▶ [WHAT IS REQUIRED]: Please reproduce the stretch from "Artempo: Where Time" through "power of display." in the passage about the Artempo exhibition, swapping "encyclopedic" for "wide-ranging".

▶ [EXTRACT PROVIDED]:

::::::

Artempo: Where Time Becomes Art was an encyclopedic art exhibition created for the Palazzo Fortuny, Venice in 2007. It examined the relationship between art and time, and the power of display.

The exhibition included variations of cultures and periods, and featured objects ranging from simple "objecte trouve", archaeological materials, applied art, old, classical, and modern art, to contemporary installations.

The exhibition was made by Mattijs Visser and Axel Vervoordt, together with Jean-Hubert Martin. The accompanying book included essays by philosopher Massimo Cacciari, the curator from Magiciens de la terre, Jean-Hubert Martin, the former director of Centre Georges Pompidou, Heinz-Norbert Jocks, as well as Eddi de Wolf and Visser.

== Palazzo Fortuny ==
Artempo was housed in the Venezian-Gothic Palazzo Fortuny, Mariano Fortuny's former home, studio, showroom, and "Think-Tank". Fortuny's own art ranged across many fields, and he was also an eclectic art-collector, as well as an organizer of lectures, concerts, and discussions. Artempo was designed with the spirit of Fortuny in mind, utilizing the Palazzo as a "Laboratory of Ideas".

In 2009 the Museum Palazzo Fortuny organized a second exhibition, titled In-Finitum, built around the ideas from Fortuny and Artempo.

::::::

▶ [RECORDS SUPPLIED]:

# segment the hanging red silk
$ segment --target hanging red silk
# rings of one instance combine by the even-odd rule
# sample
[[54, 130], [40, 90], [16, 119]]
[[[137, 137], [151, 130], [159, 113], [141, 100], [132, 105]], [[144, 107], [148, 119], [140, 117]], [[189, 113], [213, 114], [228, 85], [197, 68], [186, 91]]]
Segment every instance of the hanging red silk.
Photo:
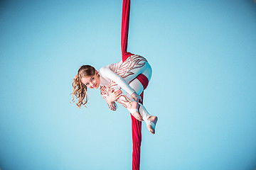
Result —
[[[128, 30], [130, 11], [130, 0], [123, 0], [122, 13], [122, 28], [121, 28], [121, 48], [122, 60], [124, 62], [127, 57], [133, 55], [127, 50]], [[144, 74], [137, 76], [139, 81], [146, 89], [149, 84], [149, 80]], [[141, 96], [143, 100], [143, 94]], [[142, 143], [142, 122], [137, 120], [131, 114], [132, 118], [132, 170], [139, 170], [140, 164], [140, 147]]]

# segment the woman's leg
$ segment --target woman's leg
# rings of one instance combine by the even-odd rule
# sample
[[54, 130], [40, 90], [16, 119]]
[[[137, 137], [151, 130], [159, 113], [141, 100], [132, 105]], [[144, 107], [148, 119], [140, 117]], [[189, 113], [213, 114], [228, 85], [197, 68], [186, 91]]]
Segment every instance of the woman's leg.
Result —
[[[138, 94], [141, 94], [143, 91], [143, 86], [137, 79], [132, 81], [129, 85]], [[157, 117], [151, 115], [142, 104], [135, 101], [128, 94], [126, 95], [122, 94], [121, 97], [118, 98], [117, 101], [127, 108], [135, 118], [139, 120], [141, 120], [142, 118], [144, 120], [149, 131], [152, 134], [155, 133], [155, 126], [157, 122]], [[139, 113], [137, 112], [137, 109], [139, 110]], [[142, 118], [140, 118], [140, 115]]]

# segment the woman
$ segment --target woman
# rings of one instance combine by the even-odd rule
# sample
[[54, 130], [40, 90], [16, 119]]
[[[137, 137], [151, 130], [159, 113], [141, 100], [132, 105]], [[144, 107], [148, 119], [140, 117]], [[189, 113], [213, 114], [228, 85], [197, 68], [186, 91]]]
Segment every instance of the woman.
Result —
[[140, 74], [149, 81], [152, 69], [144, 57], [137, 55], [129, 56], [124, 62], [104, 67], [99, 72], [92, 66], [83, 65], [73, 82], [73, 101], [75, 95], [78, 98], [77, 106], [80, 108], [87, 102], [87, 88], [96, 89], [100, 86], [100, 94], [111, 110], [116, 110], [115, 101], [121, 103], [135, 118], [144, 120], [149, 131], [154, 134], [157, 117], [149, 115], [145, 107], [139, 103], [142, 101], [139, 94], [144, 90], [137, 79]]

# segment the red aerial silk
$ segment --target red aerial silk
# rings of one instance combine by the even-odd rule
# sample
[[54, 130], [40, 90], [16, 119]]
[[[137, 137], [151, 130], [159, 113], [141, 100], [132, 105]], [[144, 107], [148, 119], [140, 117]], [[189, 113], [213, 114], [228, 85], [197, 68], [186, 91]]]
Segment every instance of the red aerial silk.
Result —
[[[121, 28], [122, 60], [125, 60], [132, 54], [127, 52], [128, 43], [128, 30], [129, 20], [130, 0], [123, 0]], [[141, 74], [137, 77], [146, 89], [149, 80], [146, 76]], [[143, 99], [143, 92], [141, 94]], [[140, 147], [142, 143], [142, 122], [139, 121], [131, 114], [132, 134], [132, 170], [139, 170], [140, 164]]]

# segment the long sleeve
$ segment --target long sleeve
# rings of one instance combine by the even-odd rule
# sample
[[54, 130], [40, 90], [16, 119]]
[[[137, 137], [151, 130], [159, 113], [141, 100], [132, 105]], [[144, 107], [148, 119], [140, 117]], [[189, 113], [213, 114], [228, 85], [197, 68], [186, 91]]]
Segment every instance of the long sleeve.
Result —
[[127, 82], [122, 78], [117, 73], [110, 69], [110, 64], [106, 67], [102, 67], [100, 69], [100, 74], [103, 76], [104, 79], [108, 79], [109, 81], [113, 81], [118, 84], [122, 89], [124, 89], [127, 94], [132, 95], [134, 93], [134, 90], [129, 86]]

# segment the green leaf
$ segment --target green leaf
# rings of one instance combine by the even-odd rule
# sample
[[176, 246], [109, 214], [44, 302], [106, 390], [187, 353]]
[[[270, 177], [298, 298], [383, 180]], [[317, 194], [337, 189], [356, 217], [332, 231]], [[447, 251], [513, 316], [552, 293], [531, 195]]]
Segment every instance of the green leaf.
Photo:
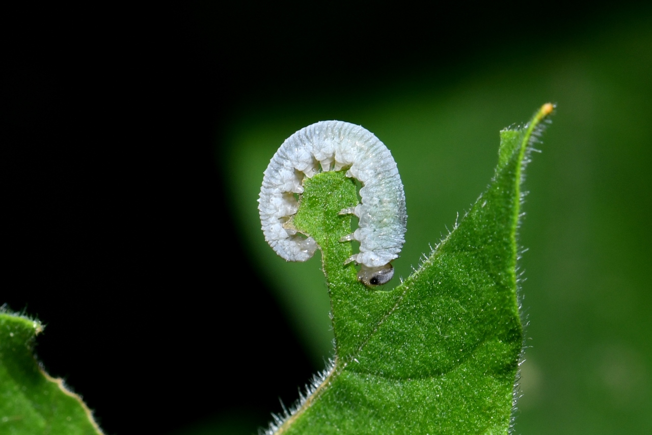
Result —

::::::

▶ [ANSWER AREA]:
Artempo: Where Time Becomes Art was an wide-ranging art exhibition created for the Palazzo Fortuny, Venice in 2007. It examined the relationship between art and time, and the power of display.